--- What to work on ---
Rewrite every line of the entries below as one numbered list, omitting any blank lines.

Items stored from a collection
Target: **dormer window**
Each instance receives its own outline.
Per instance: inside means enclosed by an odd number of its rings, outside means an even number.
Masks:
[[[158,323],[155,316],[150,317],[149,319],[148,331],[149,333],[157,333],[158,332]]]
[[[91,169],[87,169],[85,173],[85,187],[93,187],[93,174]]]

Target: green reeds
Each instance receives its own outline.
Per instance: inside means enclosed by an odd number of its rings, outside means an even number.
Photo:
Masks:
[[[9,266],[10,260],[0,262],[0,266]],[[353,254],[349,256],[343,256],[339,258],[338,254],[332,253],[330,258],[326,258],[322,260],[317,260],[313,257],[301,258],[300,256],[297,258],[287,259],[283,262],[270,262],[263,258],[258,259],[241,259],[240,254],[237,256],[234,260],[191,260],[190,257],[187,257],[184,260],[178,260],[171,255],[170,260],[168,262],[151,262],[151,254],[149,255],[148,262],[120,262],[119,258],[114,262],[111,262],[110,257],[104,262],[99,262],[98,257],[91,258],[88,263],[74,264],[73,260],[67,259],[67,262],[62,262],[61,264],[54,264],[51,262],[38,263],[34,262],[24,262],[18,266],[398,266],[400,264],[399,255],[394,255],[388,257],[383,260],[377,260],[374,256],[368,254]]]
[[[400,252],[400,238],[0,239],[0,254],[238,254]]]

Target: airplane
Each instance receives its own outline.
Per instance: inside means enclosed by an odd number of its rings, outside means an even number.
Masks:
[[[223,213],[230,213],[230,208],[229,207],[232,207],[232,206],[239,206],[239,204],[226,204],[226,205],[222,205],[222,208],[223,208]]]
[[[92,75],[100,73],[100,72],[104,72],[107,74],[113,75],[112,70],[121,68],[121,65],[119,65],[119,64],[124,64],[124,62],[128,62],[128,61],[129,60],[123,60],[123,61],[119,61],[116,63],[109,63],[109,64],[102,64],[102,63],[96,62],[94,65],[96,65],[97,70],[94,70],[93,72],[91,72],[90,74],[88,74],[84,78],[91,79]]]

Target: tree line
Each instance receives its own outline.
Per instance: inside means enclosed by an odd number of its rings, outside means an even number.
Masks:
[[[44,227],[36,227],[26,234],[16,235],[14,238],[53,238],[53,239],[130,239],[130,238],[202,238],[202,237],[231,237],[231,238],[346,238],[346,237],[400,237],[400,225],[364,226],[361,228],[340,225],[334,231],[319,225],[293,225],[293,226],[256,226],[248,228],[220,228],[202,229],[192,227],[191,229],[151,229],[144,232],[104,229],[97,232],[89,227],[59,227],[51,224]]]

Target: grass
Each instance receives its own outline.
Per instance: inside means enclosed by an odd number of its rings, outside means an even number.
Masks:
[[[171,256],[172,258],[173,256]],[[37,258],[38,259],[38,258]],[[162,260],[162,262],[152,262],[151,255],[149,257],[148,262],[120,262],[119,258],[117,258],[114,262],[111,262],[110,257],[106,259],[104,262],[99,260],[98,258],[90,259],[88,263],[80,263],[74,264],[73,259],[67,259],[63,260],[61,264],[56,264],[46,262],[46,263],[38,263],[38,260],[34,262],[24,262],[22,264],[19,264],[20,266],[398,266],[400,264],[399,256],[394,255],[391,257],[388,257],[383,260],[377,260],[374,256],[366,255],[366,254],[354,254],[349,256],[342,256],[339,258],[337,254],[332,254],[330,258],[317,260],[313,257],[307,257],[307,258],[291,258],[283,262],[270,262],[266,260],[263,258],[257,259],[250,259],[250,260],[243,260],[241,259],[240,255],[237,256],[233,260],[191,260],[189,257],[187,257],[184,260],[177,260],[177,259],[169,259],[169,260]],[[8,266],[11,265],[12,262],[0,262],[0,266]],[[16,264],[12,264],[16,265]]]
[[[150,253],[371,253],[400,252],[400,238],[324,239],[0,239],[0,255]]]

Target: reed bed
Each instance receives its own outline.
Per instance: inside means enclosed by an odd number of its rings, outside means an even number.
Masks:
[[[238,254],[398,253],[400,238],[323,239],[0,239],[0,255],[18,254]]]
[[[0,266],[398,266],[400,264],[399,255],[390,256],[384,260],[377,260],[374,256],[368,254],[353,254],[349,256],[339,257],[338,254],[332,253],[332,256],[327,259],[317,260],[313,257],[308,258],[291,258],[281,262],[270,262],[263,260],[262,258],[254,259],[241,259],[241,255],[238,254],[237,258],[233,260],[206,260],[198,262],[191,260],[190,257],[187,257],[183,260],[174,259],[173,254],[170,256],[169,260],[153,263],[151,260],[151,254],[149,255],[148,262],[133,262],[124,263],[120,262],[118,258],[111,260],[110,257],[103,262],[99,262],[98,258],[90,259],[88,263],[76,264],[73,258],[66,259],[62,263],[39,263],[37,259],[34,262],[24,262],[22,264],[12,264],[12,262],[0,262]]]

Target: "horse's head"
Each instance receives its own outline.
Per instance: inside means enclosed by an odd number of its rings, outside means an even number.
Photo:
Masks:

--- Final result ---
1. Target: **dormer window**
2. Each instance receives its own outline.
3. Per instance: inside means enclosed by an odd number of its rings, outside means an even number.
4. Masks:
5. [[[158,323],[155,316],[150,317],[149,319],[148,331],[149,333],[157,333],[158,332]]]
6. [[[91,169],[87,169],[85,173],[85,187],[93,187],[93,174]]]
7. Target: green reeds
8. Each instance receives its own outline.
9. Per instance: inside means enclosed by an odd number of its rings, outside means an even number.
10. Photo:
11. Masks:
12. [[[9,266],[10,260],[0,262],[0,266]],[[353,254],[349,256],[343,256],[339,258],[338,254],[332,253],[330,258],[326,258],[322,260],[317,260],[313,257],[301,258],[300,256],[297,258],[287,259],[283,262],[270,262],[263,258],[258,259],[241,259],[240,254],[237,256],[234,260],[191,260],[190,257],[187,257],[184,260],[178,260],[171,255],[170,260],[168,262],[151,262],[151,254],[149,255],[148,262],[120,262],[119,258],[114,262],[111,262],[110,257],[104,262],[99,262],[98,257],[91,258],[88,263],[74,264],[73,260],[67,259],[67,262],[62,262],[61,264],[54,264],[51,262],[38,263],[34,262],[24,262],[18,266],[398,266],[400,264],[399,255],[394,255],[388,257],[383,260],[377,260],[374,256],[368,254]]]
13. [[[400,252],[400,238],[0,239],[0,254],[238,254]]]
14. Target: airplane
15. Each instance receives its own outline.
16. Per instance: inside means enclosed by an odd number of its rings, outside means an even number.
17. Masks:
18. [[[223,213],[230,213],[230,208],[229,207],[232,207],[232,206],[239,206],[239,204],[226,204],[226,205],[222,205],[222,208],[223,208]]]
19. [[[92,75],[100,73],[100,72],[104,72],[107,74],[113,75],[112,70],[121,68],[121,65],[119,65],[119,64],[124,64],[124,62],[128,62],[128,61],[129,60],[123,60],[123,61],[119,61],[116,63],[109,63],[109,64],[102,64],[102,63],[96,62],[94,65],[96,65],[97,70],[94,70],[93,72],[91,72],[90,74],[88,74],[84,78],[91,79]]]
20. Target: tree line
21. Each instance receives its own outline.
22. Per instance: inside means enclosed by an odd number of its rings, outside means an even number.
23. Masks:
24. [[[44,227],[36,227],[26,234],[16,235],[14,238],[53,238],[53,239],[130,239],[130,238],[202,238],[202,237],[231,237],[231,238],[346,238],[346,237],[400,237],[400,225],[364,226],[361,228],[340,225],[334,231],[319,225],[293,225],[293,226],[256,226],[248,228],[220,228],[202,229],[192,227],[191,229],[151,229],[144,232],[104,229],[97,232],[89,227],[59,227],[51,224]]]
25. Target: grass
26. Each instance receives its own outline.
27. Per instance: inside means enclosed by an odd number of its rings, outside means an even number.
28. Masks:
29. [[[171,256],[172,258],[173,256]],[[37,258],[38,259],[38,258]],[[162,260],[162,262],[152,262],[151,255],[149,257],[148,262],[120,262],[119,258],[117,258],[114,262],[111,262],[110,257],[106,259],[104,262],[99,260],[98,258],[90,259],[88,263],[80,263],[74,264],[73,259],[67,259],[63,260],[61,264],[56,264],[46,262],[46,263],[38,263],[38,260],[34,262],[24,262],[22,264],[19,264],[20,266],[398,266],[400,264],[399,256],[394,255],[391,257],[388,257],[383,260],[377,260],[374,256],[366,255],[366,254],[354,254],[349,256],[342,256],[339,258],[337,254],[332,254],[330,258],[317,260],[313,257],[307,257],[307,258],[291,258],[283,262],[270,262],[266,260],[263,258],[257,259],[250,259],[250,260],[243,260],[241,259],[240,255],[237,256],[233,260],[191,260],[189,257],[187,257],[184,260],[177,260],[177,259],[169,259],[169,260]],[[8,266],[11,265],[12,262],[0,262],[0,266]],[[16,264],[12,264],[16,265]]]
30. [[[150,253],[371,253],[400,252],[400,238],[324,239],[0,239],[0,255]]]
31. Target: reed bed
32. Each instance receives its own outline.
33. Per instance: inside means enclosed by an odd number of its rings, outside means an even number.
34. Masks:
35. [[[238,254],[398,253],[400,238],[323,239],[0,239],[0,255],[18,254]]]
36. [[[0,266],[398,266],[400,264],[399,255],[390,256],[384,260],[377,260],[374,256],[368,254],[353,254],[349,256],[339,257],[338,254],[332,253],[332,256],[327,259],[317,260],[313,257],[308,258],[291,258],[281,262],[270,262],[263,260],[262,258],[254,259],[241,259],[241,255],[238,254],[237,258],[233,260],[206,260],[198,262],[191,260],[190,257],[187,257],[183,260],[174,259],[173,254],[170,256],[169,260],[153,263],[151,260],[151,254],[149,255],[148,262],[133,262],[124,263],[120,262],[118,258],[111,260],[110,257],[103,262],[99,262],[98,258],[90,259],[88,263],[76,264],[73,258],[66,259],[62,263],[39,263],[37,259],[34,262],[24,262],[22,264],[12,264],[12,262],[0,262]]]
37. Target: "horse's head"
38. Each instance receives its own outline.
39. Per instance: inside means enclosed by an odd number of its rings, outside means an even number.
40. Photo:
41. Masks:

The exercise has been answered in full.